Goal: List every line of the records below that contains the word "tree", copying each line in full. Treat uppercase and lowercase as different.

Rows of box annotation data:
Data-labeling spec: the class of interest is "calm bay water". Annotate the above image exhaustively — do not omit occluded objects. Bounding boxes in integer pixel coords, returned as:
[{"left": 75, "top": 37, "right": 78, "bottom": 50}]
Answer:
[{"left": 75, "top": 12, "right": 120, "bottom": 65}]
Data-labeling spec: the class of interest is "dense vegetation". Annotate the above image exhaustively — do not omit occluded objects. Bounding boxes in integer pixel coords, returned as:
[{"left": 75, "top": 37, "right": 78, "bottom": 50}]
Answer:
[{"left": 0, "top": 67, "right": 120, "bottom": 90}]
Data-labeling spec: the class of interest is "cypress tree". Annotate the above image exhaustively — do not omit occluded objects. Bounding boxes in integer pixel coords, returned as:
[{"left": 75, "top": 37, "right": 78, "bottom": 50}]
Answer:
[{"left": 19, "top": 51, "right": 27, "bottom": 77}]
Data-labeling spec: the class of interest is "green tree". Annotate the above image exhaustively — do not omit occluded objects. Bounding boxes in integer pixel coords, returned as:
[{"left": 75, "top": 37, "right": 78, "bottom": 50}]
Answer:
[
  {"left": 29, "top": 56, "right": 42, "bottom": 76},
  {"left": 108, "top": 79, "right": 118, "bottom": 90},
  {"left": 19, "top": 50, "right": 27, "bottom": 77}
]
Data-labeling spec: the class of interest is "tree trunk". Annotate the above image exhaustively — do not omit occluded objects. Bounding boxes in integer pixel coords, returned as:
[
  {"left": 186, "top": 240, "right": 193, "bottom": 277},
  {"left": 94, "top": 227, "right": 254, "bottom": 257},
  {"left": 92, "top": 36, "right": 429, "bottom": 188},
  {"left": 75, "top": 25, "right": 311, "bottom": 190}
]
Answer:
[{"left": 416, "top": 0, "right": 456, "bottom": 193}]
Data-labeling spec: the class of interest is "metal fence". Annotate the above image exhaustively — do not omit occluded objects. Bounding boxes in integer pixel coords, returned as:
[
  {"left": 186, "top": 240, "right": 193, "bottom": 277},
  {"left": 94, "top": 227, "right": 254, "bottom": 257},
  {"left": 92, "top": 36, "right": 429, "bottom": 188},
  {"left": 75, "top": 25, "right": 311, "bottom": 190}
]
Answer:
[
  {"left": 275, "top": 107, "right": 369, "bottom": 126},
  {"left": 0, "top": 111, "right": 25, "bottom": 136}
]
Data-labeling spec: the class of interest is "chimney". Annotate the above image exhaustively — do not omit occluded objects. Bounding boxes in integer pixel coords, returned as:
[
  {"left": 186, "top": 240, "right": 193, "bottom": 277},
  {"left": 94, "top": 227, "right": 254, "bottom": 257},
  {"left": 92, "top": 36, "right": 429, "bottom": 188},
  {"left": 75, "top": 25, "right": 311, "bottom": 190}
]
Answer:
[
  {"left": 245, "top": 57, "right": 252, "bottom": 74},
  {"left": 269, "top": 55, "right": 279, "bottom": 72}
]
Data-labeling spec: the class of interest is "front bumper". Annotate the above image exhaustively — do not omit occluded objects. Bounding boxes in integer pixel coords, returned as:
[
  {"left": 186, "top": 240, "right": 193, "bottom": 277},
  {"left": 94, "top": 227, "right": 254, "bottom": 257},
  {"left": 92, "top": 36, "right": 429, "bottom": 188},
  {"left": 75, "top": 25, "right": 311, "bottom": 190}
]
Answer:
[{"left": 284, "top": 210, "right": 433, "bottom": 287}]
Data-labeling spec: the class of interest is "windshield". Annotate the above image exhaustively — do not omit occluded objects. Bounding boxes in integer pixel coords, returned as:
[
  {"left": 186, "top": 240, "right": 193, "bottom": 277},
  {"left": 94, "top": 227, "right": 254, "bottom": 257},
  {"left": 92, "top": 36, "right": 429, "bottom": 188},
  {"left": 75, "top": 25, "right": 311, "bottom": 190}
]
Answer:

The solution:
Data-labeling spec: the class of interest is "cypress tree". Annotate the above image exhaustively — do not omit occluded objects. Bounding boxes in integer pixel coords, returned as:
Data-labeling spec: the class of interest is "green tree". Annotate the above image exhaustively — do not omit occluded objects. Bounding boxes in integer pixel coords, returned as:
Data-labeling spec: the class of interest is "tree trunk". Annotate the above image exhaustively — do not omit occluded objects. Bounding boxes in integer pixel coords, returned as:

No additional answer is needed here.